Voici la traduction intégrale de l’intervention du cardinal Parolin, pour les lecteurs de Zenit, avec l’aimable autorisation des éditeurs (Parole et Silence).
Le thème choisi pour la rencontre était « Le regard de Magellan. La diplomatie des ponts dans un monde de murs ». Après l’accueil de l’ambassadeur Daniele Mancini, le père Antonio Spadaro, directeur de la revue, est intervenu en introduction. Ont ensuite pris la parole le secrétaire d’État du Vatican, le cardinal Pietro Parolin, et le président du Conseil, Paolo Gentiloni. Lucio Caracciolo, le directeur de la revue Limes, a fait fonction de modérateur lors des interventions. Un grand nombre d’ambassadeurs et de personnalités ecclésiastiques et civiles étaient présents parmi le public des invités[1].

--- --- ---

Exercice proposé 1. Indiquez uniquement le nombre de lignes des entrées qui contiennent la chaîne « xmax », en tenant compte de la casse.

Entrées d'annotation par cadres de délimitation.
--- --- ---

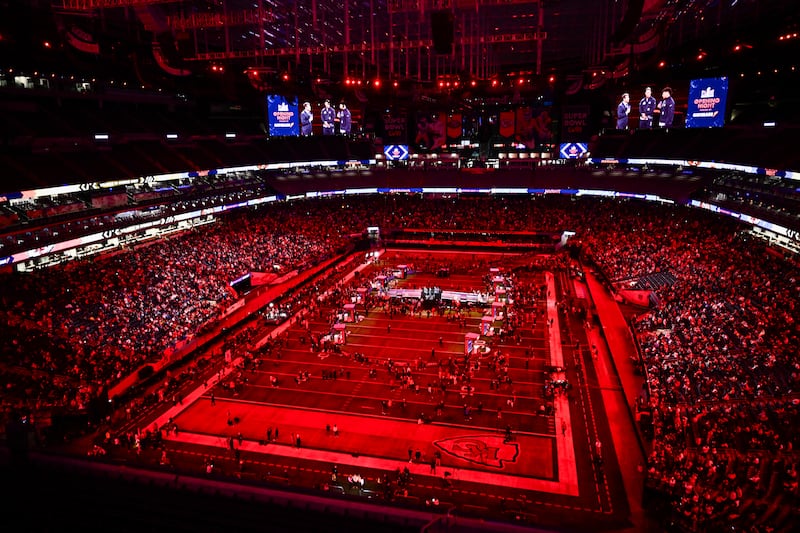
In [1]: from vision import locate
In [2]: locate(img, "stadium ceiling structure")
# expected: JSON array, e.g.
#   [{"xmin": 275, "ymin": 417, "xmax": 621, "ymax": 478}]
[{"xmin": 58, "ymin": 0, "xmax": 621, "ymax": 80}]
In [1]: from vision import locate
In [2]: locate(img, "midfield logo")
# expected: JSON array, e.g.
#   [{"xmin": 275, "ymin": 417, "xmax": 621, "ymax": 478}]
[{"xmin": 434, "ymin": 435, "xmax": 519, "ymax": 468}]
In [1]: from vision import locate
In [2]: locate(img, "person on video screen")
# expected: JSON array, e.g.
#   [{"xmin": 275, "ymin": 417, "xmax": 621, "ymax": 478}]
[
  {"xmin": 319, "ymin": 100, "xmax": 336, "ymax": 135},
  {"xmin": 300, "ymin": 102, "xmax": 314, "ymax": 136},
  {"xmin": 639, "ymin": 87, "xmax": 656, "ymax": 130},
  {"xmin": 336, "ymin": 102, "xmax": 352, "ymax": 135},
  {"xmin": 658, "ymin": 87, "xmax": 675, "ymax": 128}
]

--- --- ---

Exercice proposé 2. Traduisez en anglais cette phrase du texte proposé : « Lucio Caracciolo, le directeur de la revue Limes, a fait fonction de modérateur lors des interventions. »

Résultat attendu 1. 10

Résultat attendu 2. Lucio Caracciolo, the director of the journal Limes, served as moderator during the addresses.